# Source document

When Bradley Davies was caught with drugs, an axe, and cash in his car, he was peddling methamphetamine to fuel an addiction so severe he’s been diagnosed with a meth-use disorder.
At the time, in May last year, he was on bail awaiting sentence for his ninth breach of protection order charge which he defended at trial.
Judge Stephen Clark found him guilty and sentenced him on that, along with multiple drug charges, plus his 21st for driving while disqualified, in the Hamilton District Court.
The protection order breach stemmed from a series of “fairly innocuous” text messages to the victim in October 2021.
At his trial, Davies said he’d previously had contact with the woman and had a “belief” he could do so.
However, Judge Stephen Clark found him guilty and told him that belief was not a reasonable excuse to contact her.
Davies earlier admitted charges of driving while disqualified and driving with excess breath alcohol on May 6 last year in Thames.
He returned a breath alcohol of 600 micrograms of alcohol per litre of breath, when the limit is 250mcg.
While on bail for that, Davies, listed in court documents as living in Thames-Coromandel, was stopped again six months later in Mt Maunganui.
Officers searched his car and found a tomahawk under the driver’s seat, and a bag containing drugs, cash, and utensils.
This included 5.25 grams of methamphetamine, divided into seven-and-a-half-quarter gram containers, seven tabs of LSD, $1026 in cash, digital scales, butane lighters, and other drug utensils.
Davies’ counsel Bill Nabney said his client had since been diagnosed with a severe methamphetamine use disorder and moderate alcohol disorder.
He was noted as being a meth user of “some significance”; dealing in the drug to drive his own addiction, Nabney said.
In sentencing Davies to jail, Judge Clark said the defendant’s previous convictions complicated the case.
“Although fairly innocuous, on the face of it, you have, on my count, at least eight previous [convictions] for similar [breaching protection order] offending,” adding that it would have a cumulative psychological effect on the victim.
“You have a long and unenviable criminal history that runs into 19 pages.”
It was the meth offending that was most serious, given the amount he had on him, but Judge Clark noted the various reports about his history and his “unsettled upbringing” that involved early exposure to alcohol and abuse.
After handing down discounts for that childhood, and addictions, the judge came to an end term of 33 months in prison.
He also disqualified Davies from driving for 18 months on the driving charges.

(Items from a dataset)
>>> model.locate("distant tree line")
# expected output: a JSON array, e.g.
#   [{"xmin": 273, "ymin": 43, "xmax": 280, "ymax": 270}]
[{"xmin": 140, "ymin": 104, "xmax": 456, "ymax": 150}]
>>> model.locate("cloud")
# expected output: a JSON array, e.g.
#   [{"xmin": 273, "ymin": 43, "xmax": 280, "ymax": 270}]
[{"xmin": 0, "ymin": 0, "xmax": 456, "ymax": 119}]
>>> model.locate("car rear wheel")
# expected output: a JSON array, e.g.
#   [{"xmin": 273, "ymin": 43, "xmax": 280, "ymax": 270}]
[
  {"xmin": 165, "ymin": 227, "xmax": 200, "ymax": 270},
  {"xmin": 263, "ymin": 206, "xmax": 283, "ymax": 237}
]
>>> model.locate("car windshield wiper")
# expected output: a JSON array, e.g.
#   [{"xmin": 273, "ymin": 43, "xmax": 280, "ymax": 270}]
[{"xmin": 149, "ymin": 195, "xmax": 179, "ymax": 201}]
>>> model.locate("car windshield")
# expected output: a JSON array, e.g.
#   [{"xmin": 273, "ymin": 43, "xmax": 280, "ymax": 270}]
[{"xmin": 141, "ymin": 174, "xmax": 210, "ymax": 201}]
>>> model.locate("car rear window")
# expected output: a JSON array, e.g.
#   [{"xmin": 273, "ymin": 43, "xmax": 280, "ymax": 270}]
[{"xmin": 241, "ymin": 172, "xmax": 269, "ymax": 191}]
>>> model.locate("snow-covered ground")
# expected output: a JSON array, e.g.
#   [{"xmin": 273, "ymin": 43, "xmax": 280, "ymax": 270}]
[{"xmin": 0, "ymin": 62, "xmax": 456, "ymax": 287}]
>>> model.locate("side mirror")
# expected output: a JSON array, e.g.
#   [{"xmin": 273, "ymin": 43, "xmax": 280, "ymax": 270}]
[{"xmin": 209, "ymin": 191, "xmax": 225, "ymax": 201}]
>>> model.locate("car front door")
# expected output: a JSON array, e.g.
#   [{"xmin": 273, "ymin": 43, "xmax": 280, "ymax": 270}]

# Work request 1
According to the court report, what end term of imprisonment did the judge arrive at?
# Work request 2
Update the court report from "This included 5.25" to "other drug utensils.", replacing "digital scales" with "electronic scales".

# Expected output 1
The judge arrived at an end term of 33 months in prison.

# Expected output 2
This included 5.25 grams of methamphetamine, divided into seven-and-a-half-quarter gram containers, seven tabs of LSD, $1026 in cash, electronic scales, butane lighters, and other drug utensils.